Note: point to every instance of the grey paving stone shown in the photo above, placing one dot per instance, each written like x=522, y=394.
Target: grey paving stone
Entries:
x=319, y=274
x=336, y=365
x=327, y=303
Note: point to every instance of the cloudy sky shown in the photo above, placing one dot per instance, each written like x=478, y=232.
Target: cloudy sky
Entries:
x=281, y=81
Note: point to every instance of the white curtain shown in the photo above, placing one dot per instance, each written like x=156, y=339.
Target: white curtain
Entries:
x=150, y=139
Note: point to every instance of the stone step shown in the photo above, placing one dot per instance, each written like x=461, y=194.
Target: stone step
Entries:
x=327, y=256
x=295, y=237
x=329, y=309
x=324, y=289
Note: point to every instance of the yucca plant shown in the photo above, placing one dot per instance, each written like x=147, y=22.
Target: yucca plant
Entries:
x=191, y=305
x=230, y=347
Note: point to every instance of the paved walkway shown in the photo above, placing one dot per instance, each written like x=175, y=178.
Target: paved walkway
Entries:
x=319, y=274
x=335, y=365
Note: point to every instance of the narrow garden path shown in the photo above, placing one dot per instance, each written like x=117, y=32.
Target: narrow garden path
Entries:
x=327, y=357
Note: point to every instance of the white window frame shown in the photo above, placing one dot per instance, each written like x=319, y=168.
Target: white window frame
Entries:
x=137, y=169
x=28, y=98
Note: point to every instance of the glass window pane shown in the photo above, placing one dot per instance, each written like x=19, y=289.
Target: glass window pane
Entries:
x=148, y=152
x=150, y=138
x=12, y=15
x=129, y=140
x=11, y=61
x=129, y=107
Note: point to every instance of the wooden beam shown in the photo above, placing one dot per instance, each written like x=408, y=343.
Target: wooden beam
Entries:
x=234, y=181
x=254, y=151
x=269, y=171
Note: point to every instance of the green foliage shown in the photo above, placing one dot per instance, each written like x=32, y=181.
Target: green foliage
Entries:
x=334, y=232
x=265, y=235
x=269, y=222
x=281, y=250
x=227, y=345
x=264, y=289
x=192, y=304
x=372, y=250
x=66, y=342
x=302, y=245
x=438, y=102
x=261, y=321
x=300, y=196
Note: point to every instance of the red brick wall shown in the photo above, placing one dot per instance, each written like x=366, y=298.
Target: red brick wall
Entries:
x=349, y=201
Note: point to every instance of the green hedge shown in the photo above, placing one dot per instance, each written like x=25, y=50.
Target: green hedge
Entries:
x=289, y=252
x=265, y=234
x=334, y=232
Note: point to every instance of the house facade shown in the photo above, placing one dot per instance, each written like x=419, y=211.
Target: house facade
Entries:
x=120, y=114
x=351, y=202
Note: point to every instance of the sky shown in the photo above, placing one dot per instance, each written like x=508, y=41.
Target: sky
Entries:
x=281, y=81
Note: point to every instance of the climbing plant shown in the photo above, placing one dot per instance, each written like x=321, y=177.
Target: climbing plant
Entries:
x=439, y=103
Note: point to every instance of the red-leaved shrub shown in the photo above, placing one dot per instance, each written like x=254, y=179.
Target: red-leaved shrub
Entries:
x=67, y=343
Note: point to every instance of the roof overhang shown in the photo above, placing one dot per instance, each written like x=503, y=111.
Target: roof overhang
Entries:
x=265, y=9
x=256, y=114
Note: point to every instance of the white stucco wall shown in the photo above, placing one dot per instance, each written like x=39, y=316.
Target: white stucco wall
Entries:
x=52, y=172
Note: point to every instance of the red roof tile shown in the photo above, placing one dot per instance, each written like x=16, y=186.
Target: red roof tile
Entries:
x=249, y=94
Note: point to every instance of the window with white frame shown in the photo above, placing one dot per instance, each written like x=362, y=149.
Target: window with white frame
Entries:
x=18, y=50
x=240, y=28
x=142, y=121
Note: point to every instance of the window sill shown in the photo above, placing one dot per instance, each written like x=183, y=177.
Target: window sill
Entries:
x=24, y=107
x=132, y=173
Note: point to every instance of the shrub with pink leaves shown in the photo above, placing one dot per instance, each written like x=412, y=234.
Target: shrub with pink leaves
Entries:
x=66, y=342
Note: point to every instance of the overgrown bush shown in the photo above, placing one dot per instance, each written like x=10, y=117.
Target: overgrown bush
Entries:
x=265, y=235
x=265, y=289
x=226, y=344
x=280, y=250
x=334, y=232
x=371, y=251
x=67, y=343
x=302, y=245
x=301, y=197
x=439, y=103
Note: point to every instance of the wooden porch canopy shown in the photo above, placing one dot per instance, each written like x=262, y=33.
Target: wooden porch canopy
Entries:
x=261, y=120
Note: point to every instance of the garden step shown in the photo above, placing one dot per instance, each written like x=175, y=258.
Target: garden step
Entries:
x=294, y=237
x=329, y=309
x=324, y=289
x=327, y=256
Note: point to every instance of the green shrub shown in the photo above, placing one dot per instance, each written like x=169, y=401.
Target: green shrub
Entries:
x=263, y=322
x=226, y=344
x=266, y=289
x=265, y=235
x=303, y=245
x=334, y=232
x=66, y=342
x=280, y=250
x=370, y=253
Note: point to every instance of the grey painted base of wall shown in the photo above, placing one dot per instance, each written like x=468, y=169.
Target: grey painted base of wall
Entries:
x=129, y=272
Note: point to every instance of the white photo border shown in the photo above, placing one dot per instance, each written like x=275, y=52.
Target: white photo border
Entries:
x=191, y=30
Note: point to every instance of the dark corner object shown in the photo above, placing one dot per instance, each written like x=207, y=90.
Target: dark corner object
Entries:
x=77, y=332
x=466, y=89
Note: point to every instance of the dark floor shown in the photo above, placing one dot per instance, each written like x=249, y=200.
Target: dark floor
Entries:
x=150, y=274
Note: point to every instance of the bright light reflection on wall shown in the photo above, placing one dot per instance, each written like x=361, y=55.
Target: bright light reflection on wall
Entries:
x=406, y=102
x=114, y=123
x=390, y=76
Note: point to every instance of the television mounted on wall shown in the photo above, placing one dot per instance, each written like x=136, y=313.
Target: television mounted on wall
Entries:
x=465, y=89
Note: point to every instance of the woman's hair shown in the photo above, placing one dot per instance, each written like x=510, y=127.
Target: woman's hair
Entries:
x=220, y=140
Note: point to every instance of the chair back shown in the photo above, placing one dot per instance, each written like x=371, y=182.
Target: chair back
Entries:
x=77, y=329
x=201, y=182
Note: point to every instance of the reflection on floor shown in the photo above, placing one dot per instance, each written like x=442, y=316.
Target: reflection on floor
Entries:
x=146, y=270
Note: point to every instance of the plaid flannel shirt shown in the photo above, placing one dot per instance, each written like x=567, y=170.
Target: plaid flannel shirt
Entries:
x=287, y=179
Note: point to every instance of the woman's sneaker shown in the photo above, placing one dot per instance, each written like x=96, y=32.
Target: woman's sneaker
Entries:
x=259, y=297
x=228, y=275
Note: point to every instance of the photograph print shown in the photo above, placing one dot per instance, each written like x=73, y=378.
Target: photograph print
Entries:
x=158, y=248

__________

**TASK REQUIREMENTS**
What you copy should begin at the line with "Note: point to every instance of the chair" and end at the final line of the listing, each line exactly as it is.

**EXERCISE RESPONSE**
Note: point to every instance of the chair back shown in the photo above, placing one dot per instance, each written like x=371, y=182.
Target: chair back
Entries:
x=77, y=329
x=201, y=182
Note: point to every instance of the reflection on floor shown in the photo above, placing one dot per instance, each written like x=442, y=316.
Target: reflection on floor
Entries:
x=146, y=270
Note: point to every instance of the plaid flannel shirt shown in the photo above, placing one dot per instance, each written like x=567, y=170.
Target: plaid flannel shirt
Entries:
x=287, y=179
Note: point to every instance of the woman's sneaker shown in the photo above, placing one dot per instance, each written like x=96, y=32.
Target: woman's sneaker
Entries:
x=259, y=297
x=228, y=275
Note: point to every instance of the photograph print shown in the photo above, placing one dot per instance, each written like x=73, y=378.
Target: photograph print
Entries:
x=158, y=248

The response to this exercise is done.